Directions ::
Can you rewrite these lines with every "drop a dot" changed to "place a point" and nothing else altered?

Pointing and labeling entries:
__________________________________________________
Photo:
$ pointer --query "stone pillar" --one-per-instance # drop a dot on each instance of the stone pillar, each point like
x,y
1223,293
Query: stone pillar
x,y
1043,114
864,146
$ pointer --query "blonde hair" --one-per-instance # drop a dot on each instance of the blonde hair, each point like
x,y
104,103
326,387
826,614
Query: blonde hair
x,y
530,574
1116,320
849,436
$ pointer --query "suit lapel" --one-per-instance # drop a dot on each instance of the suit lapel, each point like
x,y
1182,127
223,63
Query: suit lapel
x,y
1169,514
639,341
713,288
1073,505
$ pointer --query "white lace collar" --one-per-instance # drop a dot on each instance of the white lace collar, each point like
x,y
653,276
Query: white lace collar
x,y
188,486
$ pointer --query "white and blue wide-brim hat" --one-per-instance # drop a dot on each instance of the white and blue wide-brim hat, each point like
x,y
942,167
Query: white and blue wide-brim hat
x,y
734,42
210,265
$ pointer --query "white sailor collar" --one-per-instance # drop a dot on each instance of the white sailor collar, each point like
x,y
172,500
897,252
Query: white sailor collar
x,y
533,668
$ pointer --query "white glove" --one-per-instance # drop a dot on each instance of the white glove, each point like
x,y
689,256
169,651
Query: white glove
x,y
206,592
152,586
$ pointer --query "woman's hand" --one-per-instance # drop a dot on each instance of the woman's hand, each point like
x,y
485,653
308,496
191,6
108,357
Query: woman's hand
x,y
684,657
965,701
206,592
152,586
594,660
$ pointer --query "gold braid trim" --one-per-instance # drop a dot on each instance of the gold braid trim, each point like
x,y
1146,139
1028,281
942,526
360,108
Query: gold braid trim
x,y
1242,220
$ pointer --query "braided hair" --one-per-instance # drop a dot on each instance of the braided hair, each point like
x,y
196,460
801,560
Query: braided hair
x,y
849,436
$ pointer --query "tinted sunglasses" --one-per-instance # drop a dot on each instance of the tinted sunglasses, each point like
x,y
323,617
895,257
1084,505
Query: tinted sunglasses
__________________________________________________
The solution ::
Photo:
$ pointer --query "stone pillar" --one-per-instance # place a point on each instance of the stone pillar, each point like
x,y
1223,293
Query: stone pillar
x,y
1043,114
864,146
$ pointer --query "blonde hair" --one-per-instance # place a point on each instance of the blonde hair, each point like
x,y
104,103
326,387
826,614
Query: blonde hair
x,y
530,574
1116,320
849,436
$ pointer --query "suit lapel" --one-per-instance # place a point on each instance of the suit lapel, each point like
x,y
1182,127
223,63
Query: suit lapel
x,y
1169,514
639,341
713,288
1073,505
$ pointer --query "white lace collar" --one-per-instance # place a point on each instance of the white lace collar, each point like
x,y
653,276
Query: white lace collar
x,y
188,486
$ pointer --query "white and blue wide-brim hat" --one-per-instance # place a point on each instance of the white and blue wide-brim hat, each point like
x,y
942,167
Query: white and blue wide-brim hat
x,y
734,42
210,265
$ pointer --query "white sailor collar" --one-per-instance # place a point on each instance of the white sailor collar, each point like
x,y
172,500
897,252
Query: white sailor collar
x,y
533,668
$ pointer --query "white glove" --one-per-instance # place a point on each instance of the white glove, each point like
x,y
689,256
169,651
Query: white glove
x,y
206,592
152,586
$ pointer --query "woman's hand" --one-per-instance # place a point on each instance of the woman's hand, each point like
x,y
485,653
308,496
191,6
108,357
Query: woman's hand
x,y
684,657
965,701
206,592
152,586
594,660
$ pointer --query "gold braid trim" --one-per-instance # place a point on each instance of the gold braid trim, each point like
x,y
1146,139
1028,281
942,526
360,108
Query: gold braid trim
x,y
1242,220
$ pointer --query "braided hair" --one-per-instance # place a point on each instance of the braided hair, each point like
x,y
196,460
801,560
Query: braided hair
x,y
849,436
$ pointer --query "tinted sunglasses" --one-per-instance # place a point on each instance of the tinted sunglasses, each point like
x,y
323,617
895,257
1084,505
Query: tinted sunglasses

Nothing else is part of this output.